> [PROBLEMS AND TASKS]:
#1 Copy the stretch of the AWS RDS Sanitized Snapshots README below from "File metadata and" through "the Releases tab.".
#2 According to the AWS RDS Sanitized Snapshots README below, what can the sanitization step be used for?
#3 Resume the AWS RDS Sanitized Snapshots README below from the point where it stops.

> [PASSAGE GIVEN]:

Skip to content
This repository has been archived by the owner on Jul 11, 2022. It is now read-only.

Latest commit

 

History

History
87 lines (63 loc) · 5.05 KB

README.md

File metadata and controls

87 lines (63 loc) · 5.05 KB

AWS RDS Sanitized Snapshots

Periodically take snapshots of RDS databases, sanitize them, and share with selected accounts.

Use this to automate your development and/or QA database creation, instead of forcing them to use a database that was created last year and was kind of kept in shape by random acts of kindness. Developers and QA love real data and this lets you create non-production databases with sanitized production data. Use the sanitization step to delete passwords, remove credit card numbers, eliminate PII, etc.

Download latest version or get older versions in the Releases tab.

> [DATA SUPPLIED]:

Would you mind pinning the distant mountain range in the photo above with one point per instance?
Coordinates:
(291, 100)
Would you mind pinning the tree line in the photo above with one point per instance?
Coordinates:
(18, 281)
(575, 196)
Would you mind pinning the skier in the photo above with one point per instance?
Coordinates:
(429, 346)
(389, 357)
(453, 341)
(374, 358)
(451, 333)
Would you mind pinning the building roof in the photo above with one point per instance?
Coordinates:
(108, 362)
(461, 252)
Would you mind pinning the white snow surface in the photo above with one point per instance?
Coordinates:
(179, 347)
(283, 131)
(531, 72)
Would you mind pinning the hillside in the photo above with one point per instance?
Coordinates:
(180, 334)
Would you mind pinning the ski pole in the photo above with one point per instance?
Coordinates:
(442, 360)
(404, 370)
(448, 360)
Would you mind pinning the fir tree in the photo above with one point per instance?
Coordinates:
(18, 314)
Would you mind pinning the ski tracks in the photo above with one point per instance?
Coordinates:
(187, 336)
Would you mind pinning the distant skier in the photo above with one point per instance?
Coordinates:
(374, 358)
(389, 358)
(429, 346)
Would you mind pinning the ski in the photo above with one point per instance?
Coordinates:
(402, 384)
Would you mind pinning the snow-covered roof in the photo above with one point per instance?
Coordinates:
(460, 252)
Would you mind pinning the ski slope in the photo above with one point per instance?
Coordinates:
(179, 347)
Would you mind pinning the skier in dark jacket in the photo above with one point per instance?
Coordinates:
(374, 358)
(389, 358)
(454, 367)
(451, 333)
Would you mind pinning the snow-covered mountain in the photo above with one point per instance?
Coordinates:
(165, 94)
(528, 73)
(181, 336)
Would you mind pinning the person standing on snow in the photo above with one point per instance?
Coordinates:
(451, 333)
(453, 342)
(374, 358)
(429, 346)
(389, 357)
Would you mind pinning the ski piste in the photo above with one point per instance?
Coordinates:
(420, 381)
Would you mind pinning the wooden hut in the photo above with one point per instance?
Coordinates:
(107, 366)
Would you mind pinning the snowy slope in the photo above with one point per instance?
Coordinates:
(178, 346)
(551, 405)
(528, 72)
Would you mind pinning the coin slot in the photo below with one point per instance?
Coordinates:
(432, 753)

> [EXPECTED RESULTS]:
#1
File metadata and controls

87 lines (63 loc) · 5.05 KB

AWS RDS Sanitized Snapshots

Periodically take snapshots of RDS databases, sanitize them, and share with selected accounts.

Use this to automate your development and/or QA database creation, instead of forcing them to use a database that was created last year and was kind of kept in shape by random acts of kindness. Developers and QA love real data and this lets you create non-production databases with sanitized production data. Use the sanitization step to delete passwords, remove credit card numbers, eliminate PII, etc.

Download latest version or get older versions in the Releases tab.

#2 Deleting passwords, removing credit card numbers, and eliminating PII.

#3
Overview

Architecture diagram

This project supplies a CloudFormation template that setups a step function and a timer to execute this function. The function will create a sanitized snapshot of a given database and share it with configured accounts. Those accounts can then create new databases from those snapshots.

The step function does the following to create the snapshot:

  1. Get a snapshot of the given database by either:
    • Finding the latest snapshot for the given database
    • Creating and waiting for a new fresh snapshot
  2. Re-encrypt snapshot if KMS key is supplied
  3. Create a temporary database from the snapshot
  4. Wait for the database to be ready
  5. Reset the master password on the temporary database to a random password
  6. Wait for the password to be set
  7. Use a Fargate task to connect to the temporary database and run configured SQL statements to sanitize the data
  8. Take a snapshot of the temporary database
  9. Optionally share the snapshot with other accounts (if you have separate accounts for developers/QA)
  10. Delete temporary database and snapshot

Deploy

RDS-sanitized-snapshots is contained in one CloudFormation template and has no external dependencies but the RDS database itself. It is completely serverless, so you only ever pay for what you use.

Download the template and deploy it as you normally would from the terminal or in the AWS CloudFormation console.

Parameters

Parameter Description
Source database identifier The id (not ARN) of the database you want to snapshot.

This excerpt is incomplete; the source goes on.